Quote the material verbatim, beginning at the line that contains "Field-scouting task: mark every instance of the black" and stopping after the line that contains "point(613, 191)".

▸ **Entries shown**
--- BEGIN ---

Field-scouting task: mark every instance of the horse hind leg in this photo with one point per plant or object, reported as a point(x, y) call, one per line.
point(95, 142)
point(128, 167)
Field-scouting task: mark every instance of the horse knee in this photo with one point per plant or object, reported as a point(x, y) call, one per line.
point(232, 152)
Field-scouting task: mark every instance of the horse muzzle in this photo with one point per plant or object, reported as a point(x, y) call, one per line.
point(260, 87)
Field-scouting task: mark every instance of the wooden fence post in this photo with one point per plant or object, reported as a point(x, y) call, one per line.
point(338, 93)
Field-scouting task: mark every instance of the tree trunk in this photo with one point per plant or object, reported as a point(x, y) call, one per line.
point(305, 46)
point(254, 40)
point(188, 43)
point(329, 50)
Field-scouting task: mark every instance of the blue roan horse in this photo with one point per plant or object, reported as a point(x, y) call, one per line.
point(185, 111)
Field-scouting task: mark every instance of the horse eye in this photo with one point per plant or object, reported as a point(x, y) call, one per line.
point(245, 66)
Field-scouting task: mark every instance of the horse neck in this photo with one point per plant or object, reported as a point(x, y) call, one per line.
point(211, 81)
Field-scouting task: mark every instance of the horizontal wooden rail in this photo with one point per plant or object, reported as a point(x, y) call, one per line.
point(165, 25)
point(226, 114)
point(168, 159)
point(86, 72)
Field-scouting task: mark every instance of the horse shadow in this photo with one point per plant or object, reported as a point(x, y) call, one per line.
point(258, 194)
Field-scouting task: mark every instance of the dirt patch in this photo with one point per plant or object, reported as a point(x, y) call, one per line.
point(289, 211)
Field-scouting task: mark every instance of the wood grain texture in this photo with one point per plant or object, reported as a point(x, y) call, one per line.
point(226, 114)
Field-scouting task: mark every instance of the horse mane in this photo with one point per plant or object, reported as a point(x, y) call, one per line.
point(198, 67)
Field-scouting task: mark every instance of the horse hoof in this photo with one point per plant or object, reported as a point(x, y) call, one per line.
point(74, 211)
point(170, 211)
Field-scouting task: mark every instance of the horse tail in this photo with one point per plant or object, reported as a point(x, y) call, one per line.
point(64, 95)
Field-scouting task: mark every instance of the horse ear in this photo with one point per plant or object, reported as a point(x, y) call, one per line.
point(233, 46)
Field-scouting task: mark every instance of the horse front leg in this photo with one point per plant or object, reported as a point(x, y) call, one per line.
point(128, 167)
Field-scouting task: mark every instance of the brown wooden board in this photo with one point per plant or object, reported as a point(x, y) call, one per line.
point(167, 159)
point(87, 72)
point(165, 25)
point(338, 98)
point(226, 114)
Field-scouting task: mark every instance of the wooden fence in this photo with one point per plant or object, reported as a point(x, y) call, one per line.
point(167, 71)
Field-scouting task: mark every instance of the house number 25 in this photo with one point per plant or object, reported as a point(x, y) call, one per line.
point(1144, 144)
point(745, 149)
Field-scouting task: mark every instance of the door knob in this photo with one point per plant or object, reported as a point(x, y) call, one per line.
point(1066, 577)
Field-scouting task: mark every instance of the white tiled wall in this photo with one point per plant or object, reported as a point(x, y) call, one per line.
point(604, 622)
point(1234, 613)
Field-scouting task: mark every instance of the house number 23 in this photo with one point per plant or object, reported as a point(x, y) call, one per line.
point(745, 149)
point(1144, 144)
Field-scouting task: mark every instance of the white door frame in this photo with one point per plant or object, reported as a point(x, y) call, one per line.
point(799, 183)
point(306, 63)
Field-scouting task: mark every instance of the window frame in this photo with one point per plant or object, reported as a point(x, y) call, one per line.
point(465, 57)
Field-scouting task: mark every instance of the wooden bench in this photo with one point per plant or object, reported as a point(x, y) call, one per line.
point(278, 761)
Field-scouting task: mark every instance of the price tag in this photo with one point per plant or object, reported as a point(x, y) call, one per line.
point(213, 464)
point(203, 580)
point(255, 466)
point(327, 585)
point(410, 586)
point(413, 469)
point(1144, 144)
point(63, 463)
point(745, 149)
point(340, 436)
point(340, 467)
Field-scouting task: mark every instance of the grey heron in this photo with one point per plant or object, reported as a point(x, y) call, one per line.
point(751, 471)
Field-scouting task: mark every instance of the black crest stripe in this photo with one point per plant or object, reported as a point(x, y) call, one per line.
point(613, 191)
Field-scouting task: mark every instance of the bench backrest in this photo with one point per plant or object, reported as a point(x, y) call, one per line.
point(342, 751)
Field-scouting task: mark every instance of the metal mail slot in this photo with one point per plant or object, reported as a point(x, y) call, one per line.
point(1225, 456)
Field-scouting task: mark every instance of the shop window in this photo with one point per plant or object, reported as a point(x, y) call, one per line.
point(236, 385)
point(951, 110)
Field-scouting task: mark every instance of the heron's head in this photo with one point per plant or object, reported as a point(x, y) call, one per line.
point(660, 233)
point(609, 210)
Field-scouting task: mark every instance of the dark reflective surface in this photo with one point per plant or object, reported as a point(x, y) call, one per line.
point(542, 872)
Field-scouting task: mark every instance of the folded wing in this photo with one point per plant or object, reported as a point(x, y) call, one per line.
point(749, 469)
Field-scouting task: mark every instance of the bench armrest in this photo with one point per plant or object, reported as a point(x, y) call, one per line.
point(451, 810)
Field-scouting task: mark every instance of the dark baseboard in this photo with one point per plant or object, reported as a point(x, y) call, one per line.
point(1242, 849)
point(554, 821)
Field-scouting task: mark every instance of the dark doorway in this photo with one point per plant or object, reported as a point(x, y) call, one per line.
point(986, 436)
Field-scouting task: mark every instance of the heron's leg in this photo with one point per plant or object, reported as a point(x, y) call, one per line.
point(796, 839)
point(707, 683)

--- END ---

▸ **Solution to this task**
Field-scouting task: mark every instance of the black crest stripe in this photo with one point per plant or object, reported as a point(x, y) call, one per line.
point(613, 191)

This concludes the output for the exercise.